Rave: Baby Girl will be a month old tomorrow! I've kept her alive and healthy for 30 days and we're still successfully breastfeeding even though... Rant: I have mastitis. Worst pain ever, though to be fair I didn't have to experience labor either. Sunday morning I woke up with a fever of 101.4 and a very painful lump in my right boob. The best part is that I have to keep feeding her on that side or it will get worse, this also hurts like a bitch. I called my OB yesterday morning and she called in a prescription of antibiotics for me. I'm 3 doses in and I already feel better as far as the flu-like symptoms go, but my boob is still killing me. Hopefully it doesn't take too long for this to clear up. Rave: I never knew I could love such a little person so much. It's not always easy but I wouldn't trade it for the world. Rant: My leave is drawing to a close, I do not want to go back to work.

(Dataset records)
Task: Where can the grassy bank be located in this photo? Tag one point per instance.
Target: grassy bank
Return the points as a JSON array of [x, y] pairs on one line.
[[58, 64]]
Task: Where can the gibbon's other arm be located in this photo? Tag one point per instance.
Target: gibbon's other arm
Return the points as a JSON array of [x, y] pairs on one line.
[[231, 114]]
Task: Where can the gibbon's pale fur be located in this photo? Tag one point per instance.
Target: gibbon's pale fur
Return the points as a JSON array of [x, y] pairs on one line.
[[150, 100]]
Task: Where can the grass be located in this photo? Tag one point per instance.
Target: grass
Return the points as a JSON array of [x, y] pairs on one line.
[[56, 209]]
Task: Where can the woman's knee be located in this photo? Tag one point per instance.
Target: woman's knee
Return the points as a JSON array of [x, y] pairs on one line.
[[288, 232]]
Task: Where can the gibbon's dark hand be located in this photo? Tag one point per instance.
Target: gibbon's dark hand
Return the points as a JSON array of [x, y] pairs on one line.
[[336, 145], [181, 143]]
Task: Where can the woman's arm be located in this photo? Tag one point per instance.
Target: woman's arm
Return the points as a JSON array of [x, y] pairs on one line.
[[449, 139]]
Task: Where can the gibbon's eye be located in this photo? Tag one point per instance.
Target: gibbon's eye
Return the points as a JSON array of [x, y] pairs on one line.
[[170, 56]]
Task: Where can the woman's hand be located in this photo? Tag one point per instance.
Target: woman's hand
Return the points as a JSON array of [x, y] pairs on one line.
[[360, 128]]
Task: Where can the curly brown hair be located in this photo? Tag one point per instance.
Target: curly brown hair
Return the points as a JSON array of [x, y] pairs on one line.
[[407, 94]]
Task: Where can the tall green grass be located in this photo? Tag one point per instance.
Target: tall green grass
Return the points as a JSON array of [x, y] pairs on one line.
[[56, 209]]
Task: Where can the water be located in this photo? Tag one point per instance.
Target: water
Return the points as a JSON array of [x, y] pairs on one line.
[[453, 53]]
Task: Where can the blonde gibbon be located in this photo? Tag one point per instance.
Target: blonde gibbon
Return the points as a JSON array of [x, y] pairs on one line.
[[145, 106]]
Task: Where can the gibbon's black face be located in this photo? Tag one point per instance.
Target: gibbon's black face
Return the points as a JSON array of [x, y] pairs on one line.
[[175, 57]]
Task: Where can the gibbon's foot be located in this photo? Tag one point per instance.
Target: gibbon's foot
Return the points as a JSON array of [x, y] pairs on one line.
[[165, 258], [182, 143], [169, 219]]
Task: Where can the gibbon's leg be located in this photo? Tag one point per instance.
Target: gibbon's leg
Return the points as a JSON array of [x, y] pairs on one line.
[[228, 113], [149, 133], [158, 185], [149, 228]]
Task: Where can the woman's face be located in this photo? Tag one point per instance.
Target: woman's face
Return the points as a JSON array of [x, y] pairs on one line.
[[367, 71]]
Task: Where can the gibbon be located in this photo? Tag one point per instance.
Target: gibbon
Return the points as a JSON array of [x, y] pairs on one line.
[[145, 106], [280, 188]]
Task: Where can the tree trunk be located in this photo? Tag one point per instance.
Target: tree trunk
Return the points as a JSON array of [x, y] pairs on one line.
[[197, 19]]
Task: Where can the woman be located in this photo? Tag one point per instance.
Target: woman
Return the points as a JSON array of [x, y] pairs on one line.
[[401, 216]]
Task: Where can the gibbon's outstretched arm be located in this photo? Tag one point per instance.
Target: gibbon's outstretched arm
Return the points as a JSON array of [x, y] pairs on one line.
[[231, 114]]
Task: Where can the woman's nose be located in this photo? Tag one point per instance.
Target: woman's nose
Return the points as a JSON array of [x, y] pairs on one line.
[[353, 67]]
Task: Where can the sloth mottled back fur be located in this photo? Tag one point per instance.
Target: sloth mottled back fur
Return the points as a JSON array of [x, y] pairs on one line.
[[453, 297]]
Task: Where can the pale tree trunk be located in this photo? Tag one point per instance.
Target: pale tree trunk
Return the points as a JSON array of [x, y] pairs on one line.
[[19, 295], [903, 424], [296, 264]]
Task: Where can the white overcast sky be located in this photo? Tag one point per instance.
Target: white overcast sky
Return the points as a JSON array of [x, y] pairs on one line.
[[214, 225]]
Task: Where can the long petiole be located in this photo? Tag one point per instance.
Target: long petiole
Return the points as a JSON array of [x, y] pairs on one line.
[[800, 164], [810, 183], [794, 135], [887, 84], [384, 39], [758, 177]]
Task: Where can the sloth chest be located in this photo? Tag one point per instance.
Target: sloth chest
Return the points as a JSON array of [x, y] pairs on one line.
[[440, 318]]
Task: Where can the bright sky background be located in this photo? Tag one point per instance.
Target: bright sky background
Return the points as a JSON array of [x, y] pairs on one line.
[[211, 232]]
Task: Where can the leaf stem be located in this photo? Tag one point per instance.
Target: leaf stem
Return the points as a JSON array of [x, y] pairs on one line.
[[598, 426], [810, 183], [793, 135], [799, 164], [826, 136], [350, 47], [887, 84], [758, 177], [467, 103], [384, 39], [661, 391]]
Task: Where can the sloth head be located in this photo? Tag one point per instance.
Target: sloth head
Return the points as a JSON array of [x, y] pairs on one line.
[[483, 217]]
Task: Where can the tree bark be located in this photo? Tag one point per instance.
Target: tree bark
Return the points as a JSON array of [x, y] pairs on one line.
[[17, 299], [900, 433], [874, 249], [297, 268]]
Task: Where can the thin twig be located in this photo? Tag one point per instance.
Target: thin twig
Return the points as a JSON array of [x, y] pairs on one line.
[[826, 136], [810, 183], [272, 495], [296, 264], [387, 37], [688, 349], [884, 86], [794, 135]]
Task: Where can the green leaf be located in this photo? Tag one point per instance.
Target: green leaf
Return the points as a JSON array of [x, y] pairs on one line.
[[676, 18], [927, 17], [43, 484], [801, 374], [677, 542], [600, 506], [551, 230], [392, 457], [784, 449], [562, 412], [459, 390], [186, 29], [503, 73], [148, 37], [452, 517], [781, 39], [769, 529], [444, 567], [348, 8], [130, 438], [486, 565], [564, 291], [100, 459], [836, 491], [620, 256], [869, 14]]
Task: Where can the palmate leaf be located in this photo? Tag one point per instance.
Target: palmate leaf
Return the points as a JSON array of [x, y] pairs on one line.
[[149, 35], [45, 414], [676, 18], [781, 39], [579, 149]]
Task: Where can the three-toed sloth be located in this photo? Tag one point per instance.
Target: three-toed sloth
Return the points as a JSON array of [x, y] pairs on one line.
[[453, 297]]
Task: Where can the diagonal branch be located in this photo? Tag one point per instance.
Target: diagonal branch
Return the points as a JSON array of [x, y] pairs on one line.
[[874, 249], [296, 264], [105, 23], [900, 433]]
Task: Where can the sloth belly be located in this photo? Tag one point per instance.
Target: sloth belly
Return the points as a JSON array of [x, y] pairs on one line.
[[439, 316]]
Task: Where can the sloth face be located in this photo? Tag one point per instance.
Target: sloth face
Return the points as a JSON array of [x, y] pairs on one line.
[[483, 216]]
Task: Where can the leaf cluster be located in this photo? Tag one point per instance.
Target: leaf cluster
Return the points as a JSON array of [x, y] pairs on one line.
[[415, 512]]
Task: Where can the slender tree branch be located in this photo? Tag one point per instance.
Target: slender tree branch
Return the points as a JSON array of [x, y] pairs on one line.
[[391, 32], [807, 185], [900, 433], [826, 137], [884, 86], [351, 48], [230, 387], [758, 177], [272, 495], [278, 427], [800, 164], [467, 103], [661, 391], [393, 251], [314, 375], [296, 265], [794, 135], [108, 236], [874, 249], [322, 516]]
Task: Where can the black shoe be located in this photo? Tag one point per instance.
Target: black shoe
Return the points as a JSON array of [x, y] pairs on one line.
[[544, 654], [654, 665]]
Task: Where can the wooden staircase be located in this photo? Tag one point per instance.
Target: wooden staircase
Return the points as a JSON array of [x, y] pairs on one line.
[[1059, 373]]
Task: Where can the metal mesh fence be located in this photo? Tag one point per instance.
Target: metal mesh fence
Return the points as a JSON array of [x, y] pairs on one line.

* **What you need to do**
Answer these questions about the rant-and-rave post, one per line:
1. What fever did the writer have on Sunday morning?
2. Who called in the antibiotic prescription?
3. What does the final rant complain about?
These entries have no connection to the text.

* **Answer space**
1. A fever of 101.4.
2. The writer's OB.
3. The writer's leave is drawing to a close, and the writer does not want to go back to work.